PROBLEM TO WORK ON
Write out the following listing's lines from the one with "Target: curb" to the one with "Target: blue sky", exactly, with both included and no others.

━━━ STUDY MATERIAL ━━━

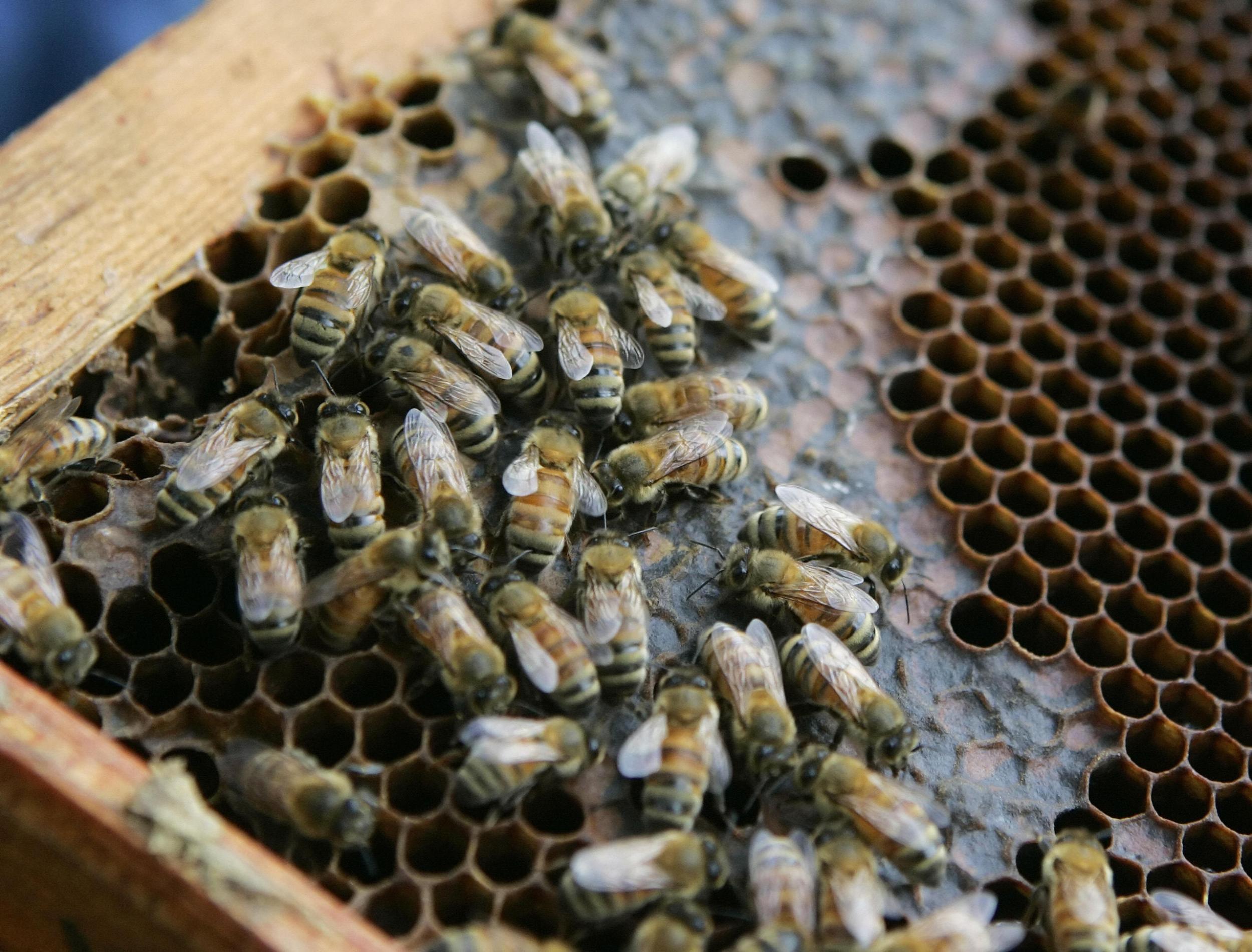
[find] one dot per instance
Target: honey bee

━━━
━━━ STUDY MATERIAL ━━━

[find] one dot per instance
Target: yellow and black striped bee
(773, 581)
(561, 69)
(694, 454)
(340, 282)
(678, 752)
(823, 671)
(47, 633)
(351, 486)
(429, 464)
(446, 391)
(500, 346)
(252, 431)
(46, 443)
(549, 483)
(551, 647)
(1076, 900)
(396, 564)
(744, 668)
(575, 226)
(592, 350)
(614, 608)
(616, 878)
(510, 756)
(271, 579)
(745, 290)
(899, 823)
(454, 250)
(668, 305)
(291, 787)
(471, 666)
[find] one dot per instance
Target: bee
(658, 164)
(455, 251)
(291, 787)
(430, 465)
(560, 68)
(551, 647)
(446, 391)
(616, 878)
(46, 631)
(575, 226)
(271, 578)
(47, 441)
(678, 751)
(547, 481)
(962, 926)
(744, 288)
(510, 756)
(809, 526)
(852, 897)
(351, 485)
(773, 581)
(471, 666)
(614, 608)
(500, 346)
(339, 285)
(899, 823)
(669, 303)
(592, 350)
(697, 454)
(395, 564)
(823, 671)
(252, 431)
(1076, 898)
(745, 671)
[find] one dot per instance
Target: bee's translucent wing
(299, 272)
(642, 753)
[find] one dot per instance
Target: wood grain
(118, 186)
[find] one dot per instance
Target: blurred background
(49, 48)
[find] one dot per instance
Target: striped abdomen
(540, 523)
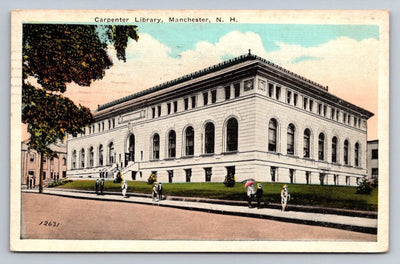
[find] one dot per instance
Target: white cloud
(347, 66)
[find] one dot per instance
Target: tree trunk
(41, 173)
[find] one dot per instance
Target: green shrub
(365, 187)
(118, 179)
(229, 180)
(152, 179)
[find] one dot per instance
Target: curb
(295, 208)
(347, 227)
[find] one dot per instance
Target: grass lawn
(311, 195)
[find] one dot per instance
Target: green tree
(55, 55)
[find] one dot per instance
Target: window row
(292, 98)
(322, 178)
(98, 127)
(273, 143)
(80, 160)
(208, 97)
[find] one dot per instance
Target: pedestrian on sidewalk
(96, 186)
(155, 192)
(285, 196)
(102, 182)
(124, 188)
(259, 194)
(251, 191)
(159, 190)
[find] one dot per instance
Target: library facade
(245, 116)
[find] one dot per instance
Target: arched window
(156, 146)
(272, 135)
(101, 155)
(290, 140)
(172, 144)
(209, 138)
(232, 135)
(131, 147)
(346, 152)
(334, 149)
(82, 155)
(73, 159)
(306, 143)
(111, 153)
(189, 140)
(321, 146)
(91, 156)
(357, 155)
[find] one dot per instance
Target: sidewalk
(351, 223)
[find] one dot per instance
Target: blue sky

━━━

TASK ANSWER
Target: curb
(295, 208)
(347, 227)
[find] one dot per instance
Target: grass lawn
(311, 195)
[find] one dot per instance
Target: green tree
(55, 55)
[find] one dot per instance
Target: window row
(292, 98)
(322, 178)
(98, 127)
(273, 143)
(80, 160)
(208, 97)
[find] one dot per instance
Target: pedestrian on sidewalk
(96, 186)
(155, 192)
(285, 196)
(102, 182)
(124, 188)
(259, 194)
(251, 191)
(159, 190)
[find] one dot per instance
Target: library facade
(245, 116)
[find] one dot per instance
Target: arched window
(156, 146)
(272, 135)
(101, 155)
(290, 140)
(172, 144)
(209, 138)
(232, 135)
(131, 147)
(346, 152)
(334, 149)
(82, 155)
(73, 159)
(306, 143)
(111, 153)
(189, 140)
(321, 146)
(91, 156)
(357, 155)
[find] one dot per instance
Target: sidewalk
(351, 223)
[find] one dot per instance
Target: blue sky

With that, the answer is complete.